--- START ---

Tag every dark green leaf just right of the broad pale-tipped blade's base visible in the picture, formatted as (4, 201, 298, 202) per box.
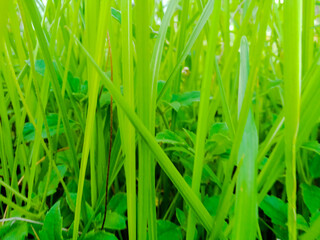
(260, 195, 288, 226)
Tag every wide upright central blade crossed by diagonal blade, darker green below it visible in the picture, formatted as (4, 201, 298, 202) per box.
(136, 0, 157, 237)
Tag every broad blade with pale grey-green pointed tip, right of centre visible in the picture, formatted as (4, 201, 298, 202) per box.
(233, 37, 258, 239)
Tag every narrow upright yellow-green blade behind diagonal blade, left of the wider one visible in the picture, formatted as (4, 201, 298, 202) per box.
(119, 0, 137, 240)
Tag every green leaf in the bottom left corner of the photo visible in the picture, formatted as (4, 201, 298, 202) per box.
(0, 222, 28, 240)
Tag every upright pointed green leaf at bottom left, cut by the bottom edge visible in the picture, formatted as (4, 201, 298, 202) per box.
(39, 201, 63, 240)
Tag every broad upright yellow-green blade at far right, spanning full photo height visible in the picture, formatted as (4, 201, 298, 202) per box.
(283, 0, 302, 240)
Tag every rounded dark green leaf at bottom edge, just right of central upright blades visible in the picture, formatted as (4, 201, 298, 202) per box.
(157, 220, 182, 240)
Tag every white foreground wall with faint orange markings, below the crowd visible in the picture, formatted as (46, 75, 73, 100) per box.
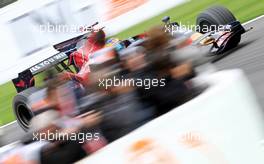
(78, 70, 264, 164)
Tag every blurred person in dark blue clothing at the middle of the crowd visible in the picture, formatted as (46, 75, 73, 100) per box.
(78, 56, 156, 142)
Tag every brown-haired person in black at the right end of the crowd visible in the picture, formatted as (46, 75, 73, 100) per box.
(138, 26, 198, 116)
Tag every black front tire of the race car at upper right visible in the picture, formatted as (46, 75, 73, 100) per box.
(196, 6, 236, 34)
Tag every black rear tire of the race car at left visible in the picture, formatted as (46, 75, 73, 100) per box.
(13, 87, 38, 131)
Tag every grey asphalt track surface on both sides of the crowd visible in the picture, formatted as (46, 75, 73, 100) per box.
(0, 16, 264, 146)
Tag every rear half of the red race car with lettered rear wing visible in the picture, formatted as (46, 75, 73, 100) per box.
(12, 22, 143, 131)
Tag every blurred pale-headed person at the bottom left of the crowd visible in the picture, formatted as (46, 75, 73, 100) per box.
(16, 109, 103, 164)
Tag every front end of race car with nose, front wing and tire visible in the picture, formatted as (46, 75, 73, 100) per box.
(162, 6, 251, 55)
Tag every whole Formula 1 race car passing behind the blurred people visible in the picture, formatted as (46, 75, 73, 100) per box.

--- END ---

WORK TO BE COMPLETED: Write out the records above exactly as they stand, leaving out every picture.

THE COMPLETED TASK:
Tag every dark green leaf just right of the broad pale-tipped blade's base visible in the picture, formatted as (4, 201, 298, 202) per box.
(260, 195, 288, 226)
Tag every wide upright central blade crossed by diagonal blade, darker green below it visible in the picture, formatted as (4, 201, 298, 202) per box.
(136, 0, 157, 237)
Tag every broad blade with pale grey-green pointed tip, right of centre visible in the picture, formatted as (4, 201, 298, 202) per box.
(233, 37, 258, 239)
Tag every narrow upright yellow-green blade behind diagonal blade, left of the wider one visible in the picture, formatted as (4, 201, 298, 202) per box.
(119, 0, 137, 240)
Tag every green leaf in the bottom left corner of the photo visible in the picture, formatted as (4, 201, 298, 202) per box.
(0, 222, 28, 240)
Tag every upright pointed green leaf at bottom left, cut by the bottom edge visible in the picture, formatted as (4, 201, 298, 202) per box.
(39, 201, 63, 240)
Tag every broad upright yellow-green blade at far right, spanning full photo height visible in the picture, formatted as (4, 201, 298, 202) per box.
(283, 0, 302, 240)
Tag every rounded dark green leaf at bottom edge, just right of central upright blades visible in the picture, formatted as (4, 201, 298, 202) per box.
(157, 220, 182, 240)
Tag every white foreground wall with faint orange markings, below the crowd visible in the picture, formatted as (46, 75, 73, 100) per box.
(78, 70, 264, 164)
Tag every blurred person in dark blue clothing at the middle of the crowd visible in the picture, formatted as (46, 75, 73, 100) per box.
(78, 56, 156, 142)
Tag every brown-haired person in black at the right end of the crowd visible in the picture, formatted as (46, 75, 73, 100) per box.
(138, 26, 198, 116)
Tag every black front tire of the race car at upper right visible in the picture, formatted as (46, 75, 73, 100) per box.
(196, 6, 236, 34)
Tag every black rear tire of the race car at left visible in the picture, formatted as (46, 75, 73, 100) per box.
(13, 87, 38, 131)
Tag every grey asphalt track surface on both sides of the crowd visible in the picture, formatted as (46, 75, 73, 100) per box.
(0, 16, 264, 146)
Tag every rear half of the red race car with lettered rear wing visible in the picture, formatted as (46, 75, 73, 100) per box.
(12, 22, 143, 131)
Tag every blurred pale-headed person at the bottom left of the crowd visible in the picture, formatted as (46, 75, 73, 100) per box.
(16, 109, 103, 164)
Tag every front end of race car with nose, front wing and tire visible in the picture, formatted as (46, 75, 73, 100) per box.
(162, 6, 251, 55)
Tag every whole Formula 1 race car passing behind the blurred people visible in the picture, formatted as (46, 75, 73, 100) per box.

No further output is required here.